# [Tasks for this exercise]
**a.** According to the pregnancy fatigue article, in which trimesters is fatigue especially common?
**b.** Repeat word for word the part of the pregnancy fatigue article between "Your body is" and "or peanut butter.", inclusive.

# [Reading passage]
----------------
Tired of being tired? Wake up to these fatigue-fighting strategies.
Pregnancy is an incredible, wonderful, amazing, absolutely tiring time. Fatigue is one of the most common early symptoms, particularly in the 1st and 3rd trimesters.
While nothing can fully eliminate fatigue, fueling your body with nutrients can reduce that tired feeling and give you the daily energy you need. If you have concerns about ongoing fatigue, talk to your doctor to rule out anemia or other possible causes.
Why are you so tired?
Your body is working hard to support new life and adapt to the many physical changes that come with the development of a baby. Increased progesterone, lower blood sugar levels, and lower blood pressure — all common in early pregnancy — might sap your energy.
Keys to fighting fatigue during pregnancy
When fatigue strikes, try these tips to help reduce symptoms:
- Choose nutrient- and protein-rich foods, such as low-fat milk, yogurt, beans, chicken breast, or peanut butter.
- Skip the quick fix, like donuts, candy, or sugary drinks. They might be a temporary fix, but they’ll leave you more tired in the long run. Energy drinks should be thought of as dietary supplements and might not be safe for your baby. Check with your doctor.
- Eat every four hours, beginning with a balanced breakfast. Try to include at least one whole grain and a fruit or vegetable with each mini-meal or snack.
- Limit caffeine. While guidelines vary,* most professionals recommend no more than 300 mg of caffeine (or about two 8-ounce cups of coffee) a day while pregnant. Remember, tea and sodas count, too.
- Listen to your body, and get the rest you need. It sounds simple, but it can be easy to forget during this busy time.
- Exercise regularly (with your doctor’s guidance).
- Get as much of the iron, vitamins, and minerals you can from iron-rich and energy-dense foods. Take your prenatal supplements as directed by your doctor.
- Hydrate. Drink at least ten 8-ounce glasses of water or other fluids daily.
*The American College of Obstetricians and Gynecologists (ACOG) suggests limiting caffeine to 200 mg a day, while the Academy of Nutrition and Dietetics (AND) suggests limiting caffeine to 300 mg a day or less. Follow your healthcare professional’s recommendations.
----------------
# [Supplied records]
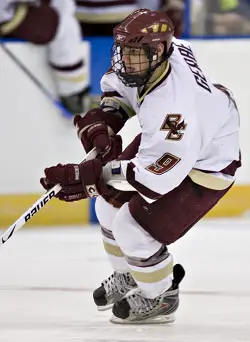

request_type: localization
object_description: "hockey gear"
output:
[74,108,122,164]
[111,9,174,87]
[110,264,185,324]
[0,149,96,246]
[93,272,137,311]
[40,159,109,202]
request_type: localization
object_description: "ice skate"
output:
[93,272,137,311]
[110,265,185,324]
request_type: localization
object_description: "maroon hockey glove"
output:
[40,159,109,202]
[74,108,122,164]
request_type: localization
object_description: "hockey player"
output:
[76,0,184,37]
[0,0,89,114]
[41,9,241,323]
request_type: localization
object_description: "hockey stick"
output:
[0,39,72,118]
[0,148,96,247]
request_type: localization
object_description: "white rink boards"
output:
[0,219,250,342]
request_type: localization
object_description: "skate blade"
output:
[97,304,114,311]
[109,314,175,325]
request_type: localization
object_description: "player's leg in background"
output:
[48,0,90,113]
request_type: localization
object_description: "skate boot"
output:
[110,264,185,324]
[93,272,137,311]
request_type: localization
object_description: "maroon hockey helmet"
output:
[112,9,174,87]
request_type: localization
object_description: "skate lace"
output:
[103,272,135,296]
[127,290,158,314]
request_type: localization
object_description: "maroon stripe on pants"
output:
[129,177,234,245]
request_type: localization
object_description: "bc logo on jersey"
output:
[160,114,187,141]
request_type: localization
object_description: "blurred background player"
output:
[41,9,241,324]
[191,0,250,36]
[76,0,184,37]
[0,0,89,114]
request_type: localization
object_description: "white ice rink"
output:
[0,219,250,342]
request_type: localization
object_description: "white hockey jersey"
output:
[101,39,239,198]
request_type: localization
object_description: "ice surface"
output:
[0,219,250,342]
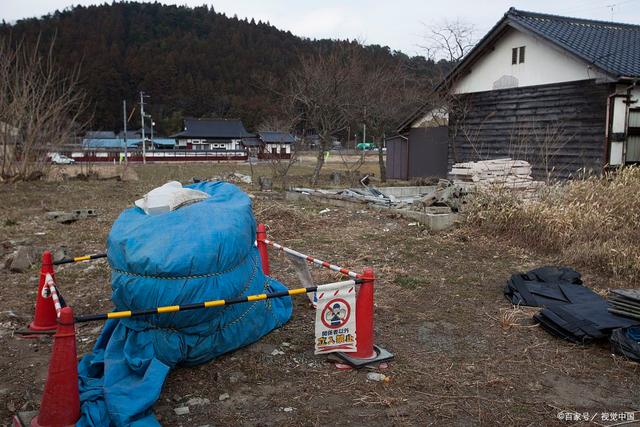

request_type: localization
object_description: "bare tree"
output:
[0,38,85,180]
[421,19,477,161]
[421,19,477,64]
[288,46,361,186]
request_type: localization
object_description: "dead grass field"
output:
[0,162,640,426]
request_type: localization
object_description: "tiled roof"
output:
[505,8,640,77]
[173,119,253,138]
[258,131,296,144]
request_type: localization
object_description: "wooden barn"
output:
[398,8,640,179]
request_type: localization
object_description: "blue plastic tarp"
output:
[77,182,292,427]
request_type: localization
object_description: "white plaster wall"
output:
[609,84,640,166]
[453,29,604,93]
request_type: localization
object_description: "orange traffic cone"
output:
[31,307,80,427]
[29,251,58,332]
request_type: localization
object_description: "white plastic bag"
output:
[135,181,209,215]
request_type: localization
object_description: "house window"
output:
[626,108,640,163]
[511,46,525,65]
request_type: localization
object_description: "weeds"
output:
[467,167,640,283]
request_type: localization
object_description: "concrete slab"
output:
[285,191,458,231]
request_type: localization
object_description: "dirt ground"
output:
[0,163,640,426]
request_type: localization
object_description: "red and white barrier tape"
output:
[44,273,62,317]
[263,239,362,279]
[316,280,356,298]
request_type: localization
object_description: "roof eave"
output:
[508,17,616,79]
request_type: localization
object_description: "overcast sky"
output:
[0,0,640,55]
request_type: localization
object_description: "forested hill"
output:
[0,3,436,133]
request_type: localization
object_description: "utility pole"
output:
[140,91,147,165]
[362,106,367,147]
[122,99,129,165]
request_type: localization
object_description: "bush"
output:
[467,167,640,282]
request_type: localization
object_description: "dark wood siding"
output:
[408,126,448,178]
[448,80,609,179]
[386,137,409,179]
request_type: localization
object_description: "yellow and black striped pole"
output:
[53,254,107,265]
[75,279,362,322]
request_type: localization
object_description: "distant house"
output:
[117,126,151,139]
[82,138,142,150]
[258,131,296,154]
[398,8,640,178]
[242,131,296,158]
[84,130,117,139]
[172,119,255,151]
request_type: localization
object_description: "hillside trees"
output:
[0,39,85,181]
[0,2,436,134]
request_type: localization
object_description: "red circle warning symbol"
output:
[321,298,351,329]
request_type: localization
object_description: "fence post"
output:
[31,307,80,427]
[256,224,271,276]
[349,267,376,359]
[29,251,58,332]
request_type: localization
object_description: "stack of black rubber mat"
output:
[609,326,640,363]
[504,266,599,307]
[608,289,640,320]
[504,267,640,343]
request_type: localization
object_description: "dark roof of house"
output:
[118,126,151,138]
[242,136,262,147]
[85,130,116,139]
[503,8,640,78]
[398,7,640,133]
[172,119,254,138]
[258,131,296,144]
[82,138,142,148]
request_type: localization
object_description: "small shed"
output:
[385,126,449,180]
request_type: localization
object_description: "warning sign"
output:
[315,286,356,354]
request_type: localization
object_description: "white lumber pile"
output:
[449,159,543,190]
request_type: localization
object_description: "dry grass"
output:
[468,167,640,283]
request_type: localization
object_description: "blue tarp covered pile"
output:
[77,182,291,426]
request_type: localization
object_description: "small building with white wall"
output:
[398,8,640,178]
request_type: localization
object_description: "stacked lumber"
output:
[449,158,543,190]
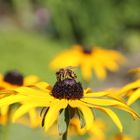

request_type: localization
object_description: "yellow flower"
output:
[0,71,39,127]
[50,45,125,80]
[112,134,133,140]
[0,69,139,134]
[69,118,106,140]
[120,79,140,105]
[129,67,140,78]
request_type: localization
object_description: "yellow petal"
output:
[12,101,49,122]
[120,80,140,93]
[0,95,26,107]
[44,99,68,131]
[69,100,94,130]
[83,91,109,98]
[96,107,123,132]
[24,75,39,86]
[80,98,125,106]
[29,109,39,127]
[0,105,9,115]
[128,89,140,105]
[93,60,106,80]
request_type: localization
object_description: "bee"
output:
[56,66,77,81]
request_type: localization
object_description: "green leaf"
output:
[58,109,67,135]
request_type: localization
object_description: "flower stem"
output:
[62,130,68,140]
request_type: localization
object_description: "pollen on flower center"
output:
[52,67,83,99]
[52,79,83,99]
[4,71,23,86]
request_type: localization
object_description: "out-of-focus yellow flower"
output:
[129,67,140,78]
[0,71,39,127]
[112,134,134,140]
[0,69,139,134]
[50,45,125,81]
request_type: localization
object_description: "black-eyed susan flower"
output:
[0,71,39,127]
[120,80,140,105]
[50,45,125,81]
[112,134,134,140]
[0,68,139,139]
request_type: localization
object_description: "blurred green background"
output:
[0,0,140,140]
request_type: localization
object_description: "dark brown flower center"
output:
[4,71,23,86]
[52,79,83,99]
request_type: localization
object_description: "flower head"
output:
----------------
# [Answer list]
**a.** The 1st and 3rd trimesters.

**b.**
Your body is working hard to support new life and adapt to the many physical changes that come with the development of a baby. Increased progesterone, lower blood sugar levels, and lower blood pressure — all common in early pregnancy — might sap your energy.
Keys to fighting fatigue during pregnancy
When fatigue strikes, try these tips to help reduce symptoms:
- Choose nutrient- and protein-rich foods, such as low-fat milk, yogurt, beans, chicken breast, or peanut butter.